▶ **Extracted data**
________________________________________

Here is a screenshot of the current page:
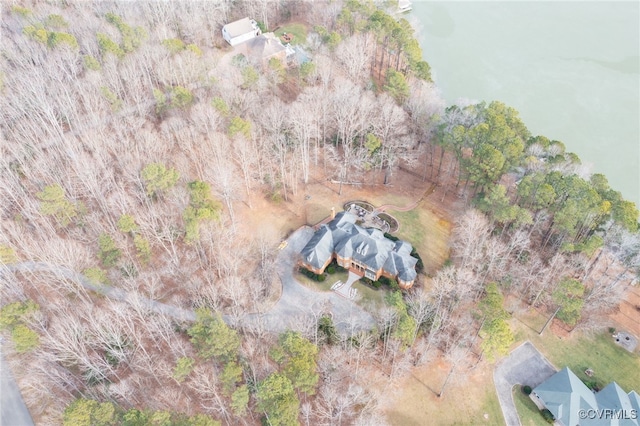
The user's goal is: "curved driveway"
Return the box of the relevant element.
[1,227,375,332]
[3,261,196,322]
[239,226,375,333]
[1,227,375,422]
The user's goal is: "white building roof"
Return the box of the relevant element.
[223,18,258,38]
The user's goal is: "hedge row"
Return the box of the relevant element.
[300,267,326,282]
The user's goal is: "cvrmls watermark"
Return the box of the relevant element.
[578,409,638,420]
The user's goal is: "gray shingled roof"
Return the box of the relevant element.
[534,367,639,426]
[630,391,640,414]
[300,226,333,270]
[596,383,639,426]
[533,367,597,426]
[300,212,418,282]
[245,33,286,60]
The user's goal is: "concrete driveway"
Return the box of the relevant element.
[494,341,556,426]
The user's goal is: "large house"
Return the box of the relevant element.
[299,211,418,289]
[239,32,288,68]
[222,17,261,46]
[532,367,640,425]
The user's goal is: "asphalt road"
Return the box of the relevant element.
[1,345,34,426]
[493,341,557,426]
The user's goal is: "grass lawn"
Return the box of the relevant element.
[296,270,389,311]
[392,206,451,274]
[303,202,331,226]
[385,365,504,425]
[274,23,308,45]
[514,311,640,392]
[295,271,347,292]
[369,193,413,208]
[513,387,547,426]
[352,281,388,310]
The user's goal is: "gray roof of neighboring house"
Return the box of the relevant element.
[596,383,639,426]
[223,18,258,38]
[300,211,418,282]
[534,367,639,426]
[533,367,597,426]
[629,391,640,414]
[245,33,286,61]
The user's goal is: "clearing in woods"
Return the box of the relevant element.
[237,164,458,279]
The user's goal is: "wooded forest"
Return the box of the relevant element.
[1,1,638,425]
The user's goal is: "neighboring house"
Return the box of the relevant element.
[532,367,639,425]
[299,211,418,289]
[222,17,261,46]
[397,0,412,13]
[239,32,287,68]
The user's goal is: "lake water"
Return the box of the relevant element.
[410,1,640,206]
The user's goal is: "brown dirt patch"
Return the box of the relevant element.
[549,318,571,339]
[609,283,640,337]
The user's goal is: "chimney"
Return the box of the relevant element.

________________________________________

▶ **Exercise brief**
Whenever a line of the material holds the word "roof", copy it out.

▶ **Response to the exercise**
The user's goal is: "white building roof"
The user's goal is: "gray shingled roof"
The user's goal is: "gray roof of neighboring house"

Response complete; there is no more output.